(Records excerpted from a collection)
^^^^^^^^

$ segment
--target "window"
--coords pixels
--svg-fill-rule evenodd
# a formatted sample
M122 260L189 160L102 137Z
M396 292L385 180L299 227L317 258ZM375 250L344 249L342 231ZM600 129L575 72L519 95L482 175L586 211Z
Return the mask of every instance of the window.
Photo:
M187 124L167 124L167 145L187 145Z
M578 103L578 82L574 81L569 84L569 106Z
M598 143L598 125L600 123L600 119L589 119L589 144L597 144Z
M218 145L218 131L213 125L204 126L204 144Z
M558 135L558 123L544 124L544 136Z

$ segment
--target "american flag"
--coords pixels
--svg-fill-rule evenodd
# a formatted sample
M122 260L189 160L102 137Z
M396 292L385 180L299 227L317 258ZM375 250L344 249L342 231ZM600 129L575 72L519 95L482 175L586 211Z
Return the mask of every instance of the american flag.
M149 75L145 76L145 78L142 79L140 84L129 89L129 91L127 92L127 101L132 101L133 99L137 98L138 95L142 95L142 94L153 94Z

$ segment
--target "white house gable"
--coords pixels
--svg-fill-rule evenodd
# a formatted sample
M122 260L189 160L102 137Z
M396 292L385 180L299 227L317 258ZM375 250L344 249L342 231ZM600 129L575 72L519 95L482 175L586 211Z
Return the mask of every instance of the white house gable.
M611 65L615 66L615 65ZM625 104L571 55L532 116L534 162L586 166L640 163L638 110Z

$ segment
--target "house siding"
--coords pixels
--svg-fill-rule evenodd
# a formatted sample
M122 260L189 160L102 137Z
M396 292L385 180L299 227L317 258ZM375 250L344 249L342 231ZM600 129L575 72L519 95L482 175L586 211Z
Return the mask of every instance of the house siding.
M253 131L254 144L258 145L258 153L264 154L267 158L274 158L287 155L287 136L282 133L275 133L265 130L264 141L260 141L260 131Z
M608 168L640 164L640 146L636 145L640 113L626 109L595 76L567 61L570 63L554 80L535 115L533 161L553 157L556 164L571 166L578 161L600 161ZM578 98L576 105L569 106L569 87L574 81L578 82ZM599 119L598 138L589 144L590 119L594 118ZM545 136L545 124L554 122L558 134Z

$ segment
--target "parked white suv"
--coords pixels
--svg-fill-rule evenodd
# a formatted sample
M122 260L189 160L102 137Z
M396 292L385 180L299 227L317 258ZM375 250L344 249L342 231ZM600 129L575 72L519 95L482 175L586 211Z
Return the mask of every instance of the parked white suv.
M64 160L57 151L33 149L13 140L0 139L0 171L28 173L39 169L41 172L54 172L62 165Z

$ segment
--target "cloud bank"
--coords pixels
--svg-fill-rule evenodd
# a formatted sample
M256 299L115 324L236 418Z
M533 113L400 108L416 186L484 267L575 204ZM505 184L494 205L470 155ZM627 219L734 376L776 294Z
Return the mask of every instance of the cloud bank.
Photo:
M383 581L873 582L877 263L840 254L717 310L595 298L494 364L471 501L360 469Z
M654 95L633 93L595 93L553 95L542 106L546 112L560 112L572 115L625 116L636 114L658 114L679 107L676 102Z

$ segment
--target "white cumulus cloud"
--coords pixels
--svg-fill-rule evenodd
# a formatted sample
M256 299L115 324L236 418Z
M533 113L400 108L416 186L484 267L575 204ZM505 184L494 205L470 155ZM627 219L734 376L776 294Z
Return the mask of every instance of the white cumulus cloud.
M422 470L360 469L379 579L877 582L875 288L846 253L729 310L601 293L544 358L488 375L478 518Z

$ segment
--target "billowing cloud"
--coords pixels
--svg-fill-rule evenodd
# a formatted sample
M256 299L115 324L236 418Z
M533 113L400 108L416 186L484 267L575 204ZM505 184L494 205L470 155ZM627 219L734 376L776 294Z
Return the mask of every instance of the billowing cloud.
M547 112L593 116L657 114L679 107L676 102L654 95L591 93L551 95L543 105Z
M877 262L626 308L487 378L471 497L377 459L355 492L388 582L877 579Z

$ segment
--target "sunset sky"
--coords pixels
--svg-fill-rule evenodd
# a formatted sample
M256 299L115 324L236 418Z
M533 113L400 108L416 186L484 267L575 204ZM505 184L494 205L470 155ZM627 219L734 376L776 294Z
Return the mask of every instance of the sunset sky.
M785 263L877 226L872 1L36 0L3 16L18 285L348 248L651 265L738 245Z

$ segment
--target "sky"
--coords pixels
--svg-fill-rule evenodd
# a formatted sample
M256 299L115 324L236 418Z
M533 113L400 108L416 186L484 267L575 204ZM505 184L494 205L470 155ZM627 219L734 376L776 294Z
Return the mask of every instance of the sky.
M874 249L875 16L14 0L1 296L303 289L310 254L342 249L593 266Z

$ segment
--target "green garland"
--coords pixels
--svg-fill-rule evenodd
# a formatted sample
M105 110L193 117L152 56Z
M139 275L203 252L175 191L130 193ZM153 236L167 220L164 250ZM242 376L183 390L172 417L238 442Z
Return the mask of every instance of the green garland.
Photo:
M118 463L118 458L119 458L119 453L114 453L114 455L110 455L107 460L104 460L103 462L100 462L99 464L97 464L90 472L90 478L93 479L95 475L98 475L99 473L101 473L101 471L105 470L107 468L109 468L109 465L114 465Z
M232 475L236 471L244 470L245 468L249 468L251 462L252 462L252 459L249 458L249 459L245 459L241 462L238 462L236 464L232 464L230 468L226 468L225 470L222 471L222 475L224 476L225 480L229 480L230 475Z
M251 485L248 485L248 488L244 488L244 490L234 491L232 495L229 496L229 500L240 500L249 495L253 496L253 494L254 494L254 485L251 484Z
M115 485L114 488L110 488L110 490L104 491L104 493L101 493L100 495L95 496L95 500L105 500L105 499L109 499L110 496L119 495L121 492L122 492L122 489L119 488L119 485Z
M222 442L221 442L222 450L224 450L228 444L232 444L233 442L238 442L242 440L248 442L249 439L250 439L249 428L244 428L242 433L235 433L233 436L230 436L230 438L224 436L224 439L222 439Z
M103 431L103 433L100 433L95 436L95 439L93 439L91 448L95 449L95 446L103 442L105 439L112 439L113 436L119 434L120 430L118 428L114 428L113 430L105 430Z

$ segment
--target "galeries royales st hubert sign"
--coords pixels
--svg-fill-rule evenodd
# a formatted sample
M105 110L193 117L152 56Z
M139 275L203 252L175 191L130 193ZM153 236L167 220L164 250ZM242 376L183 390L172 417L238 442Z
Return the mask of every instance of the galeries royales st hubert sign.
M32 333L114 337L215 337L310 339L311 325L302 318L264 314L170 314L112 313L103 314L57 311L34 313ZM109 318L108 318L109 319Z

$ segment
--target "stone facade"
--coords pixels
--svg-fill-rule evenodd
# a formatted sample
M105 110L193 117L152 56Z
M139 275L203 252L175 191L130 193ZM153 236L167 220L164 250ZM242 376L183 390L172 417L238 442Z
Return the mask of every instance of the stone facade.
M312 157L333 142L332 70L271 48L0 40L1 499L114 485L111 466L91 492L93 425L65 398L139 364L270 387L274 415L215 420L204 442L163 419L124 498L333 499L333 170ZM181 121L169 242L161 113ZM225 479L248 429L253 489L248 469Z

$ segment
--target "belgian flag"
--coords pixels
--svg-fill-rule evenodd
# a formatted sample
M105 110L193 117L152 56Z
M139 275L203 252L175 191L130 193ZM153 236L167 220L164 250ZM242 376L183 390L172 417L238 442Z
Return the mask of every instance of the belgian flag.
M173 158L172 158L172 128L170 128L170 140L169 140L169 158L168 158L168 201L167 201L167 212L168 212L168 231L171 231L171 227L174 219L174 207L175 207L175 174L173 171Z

^^^^^^^^

▸ **Directions for this task**: Reproduce the listing word for word, from its first line through the line containing "Return the mask of every instance of the window.", with both of those lines included.

▸ **Reply**:
$ segment
--target "window"
--coords pixels
--svg-fill-rule evenodd
# a formatted sample
M122 260L189 160L102 137Z
M396 292L385 180L299 227L317 258ZM375 250L344 249L342 231ZM600 129L575 72L519 95L482 175L586 211Z
Return the mask of every instance of the window.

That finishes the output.